OBJECTIVE – Resume the biography of historian Khodadad Rezakhani, continuing after its last sentence about his position at Princeton University.

QUOTED PASSAGE –
-- begin --

- Born: 1976 (age 49–50) Tehran, Iran
- Education: PhD in Late Antique History of the Sassanid Empire from UCLA; MSc Global History from the London School of Economics (LSE); Indo-European Studies and Iranian Languages at UC Berkeley, UCLA and SOAS;
- Known for: History of Central Asia

= Khodadad Rezakhani =

Iranian historian (born 1976)

Khodadad Rezakhani (Persian: خداداد رضاخانی, /fa/ born 1976) is an Iranian historian of late antique Central and West Asia. He has been associate research scholar at The Sharmin and Bijan Mossavar-Rahmani Center for Iran and Persian Gulf Studies Princeton University from 2016 to 2020. He is a researcher at the Austrian Academy of Sciences since September 2025.

==Early life and education==
Rezakhani was born in Tehran, Iran and was educated in Europe and Iran before moving to the United States. He later moved back to London, UK where he earned his MSc in History from London School of Economics and a PhD in Late Antique/Middle Eastern History from UCLA with a dissertation titled Empires and Microsystems : Late Antique Regional Economy in Central and West Asia, 500-750 under the supervision of Michael G. Morony and advised by Patrick J. Geary, Claudia Rapp, and Sanjay Subrahmanyam. Because of his multicultural background and education, Rezakhani is fluent in English, Persian and a number of other research and modern languages.

== Academic career ==
Since earning his PhD, Rezakhani became a research officer at the London School of Economics where he worked on an ERC funded project, Useful and Reliable Knowledge in Global Histories of Material Progress in the East and the West (URKEW). He also taught as a teaching fellow the LSE, SOAS, and AKU, as well as a visiting assistant professor at the University of Nevada, Reno.

From 2014 to 2016, he was an Alexander von Humboldt Stiftung fellow at the Freie Universität, Berlin. Since 2016, he has been an associate research scholar and lecturer at Princeton University.

-- end --

EXCERPTED RECORDS –
-- begin --

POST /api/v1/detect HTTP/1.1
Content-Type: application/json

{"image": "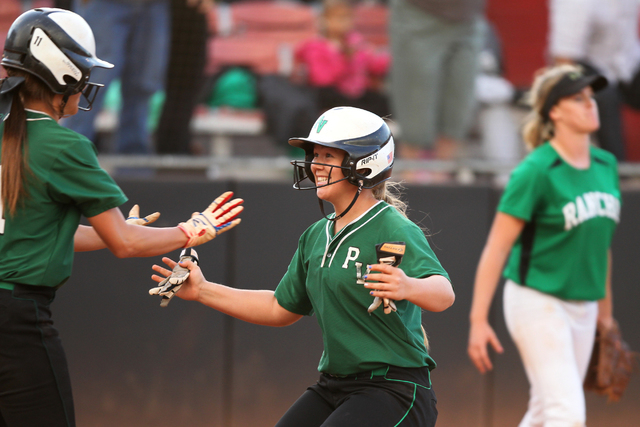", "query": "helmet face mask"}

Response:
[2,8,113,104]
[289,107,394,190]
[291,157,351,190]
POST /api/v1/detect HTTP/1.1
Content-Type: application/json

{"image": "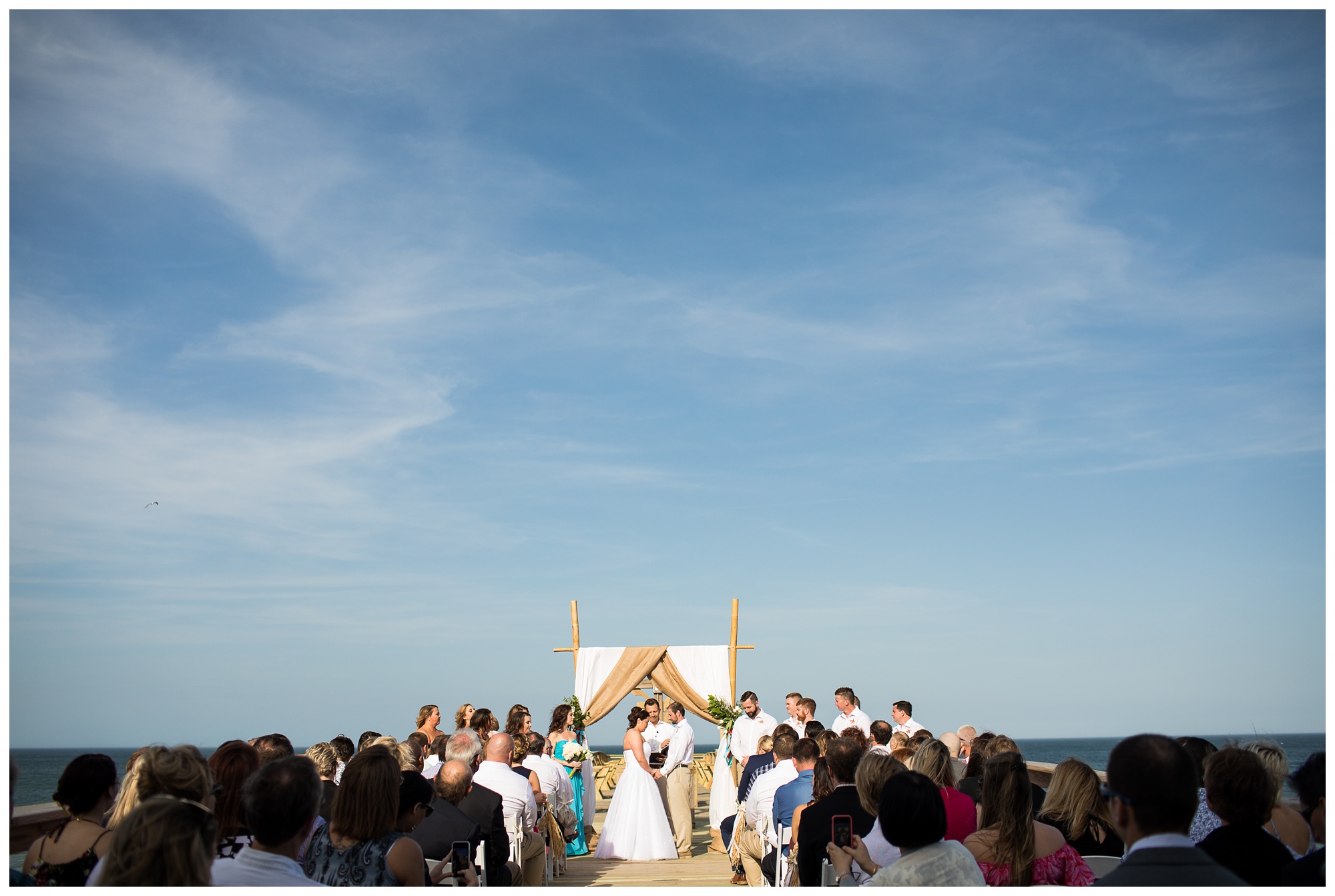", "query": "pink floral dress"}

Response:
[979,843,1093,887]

-- end --

RESULT OF THE TASK –
Rezakhani has also been involved in various projects for the academic study of late antique Iran and Central Asia, as well as Global Late Antiquity. He is the founder and manager of rotating Twitter accounts Tweeting Historians and Historians of Iran, which aim to promote the works of the historians of Iranian and global history by presenting their work in form of weekly tweets concerned with each scholar's research. He is also the founder and author of Iranologie.com, a site dedicated to the history of Iran since 1997.

==Scholarship==

Rezakhani is a Global historian who has published on Late Antique Iran and Central Asia, particularly Sasanian history. Educated initially in philology (including Indo-European Studies) and medieval history, Rezakhani's work encompasses comparative approaches to World History, using Central and West Asia as areas of focus and encompassing matters of culture, language, and economic and political history. Chronologically, Rezakhani's research is most concerned with the first millennium, particularly the period of transition from late antiquity to Early Islam.

Rezakhani's interest in Central Asian history has also resulted in works concerned with the historiography of the Silk Road and its creation in 19th century Europe as part of colonial historiography. His denial of the concept of the Silk Road, reflected in his article on the subject, the Road that Never Was. His monograph on the history of Central Asia, called ReOrienting the Sasanians, provided a political history of Central Asia (including Afghanistan and Transoxiana) from the Indo-Parthian period to the coming of Islam, and included the history of the Kushans, Iranian Huns, the Kidarites, Hephthalites, Nezak Shah, and the Western Turk Empire. In 2018, the book was the recipient of the Honourable Mention in the Ehsan Yarshater Book Award.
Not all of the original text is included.